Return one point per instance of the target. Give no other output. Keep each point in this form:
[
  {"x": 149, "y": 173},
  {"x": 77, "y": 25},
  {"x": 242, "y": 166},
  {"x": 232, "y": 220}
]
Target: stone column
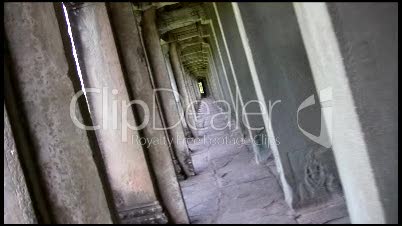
[
  {"x": 43, "y": 91},
  {"x": 161, "y": 79},
  {"x": 360, "y": 67},
  {"x": 140, "y": 85},
  {"x": 177, "y": 96},
  {"x": 174, "y": 59},
  {"x": 17, "y": 202},
  {"x": 126, "y": 166}
]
§ §
• Work to complete
Exclude every picture and restate the listing word for word.

• Response
Return one point per instance of the target. Give no other output. Keep each point in this form:
[
  {"x": 149, "y": 173},
  {"x": 77, "y": 25},
  {"x": 242, "y": 166},
  {"x": 232, "y": 220}
]
Target: stone column
[
  {"x": 43, "y": 91},
  {"x": 161, "y": 79},
  {"x": 360, "y": 67},
  {"x": 140, "y": 85},
  {"x": 177, "y": 96},
  {"x": 174, "y": 59},
  {"x": 17, "y": 202},
  {"x": 126, "y": 166}
]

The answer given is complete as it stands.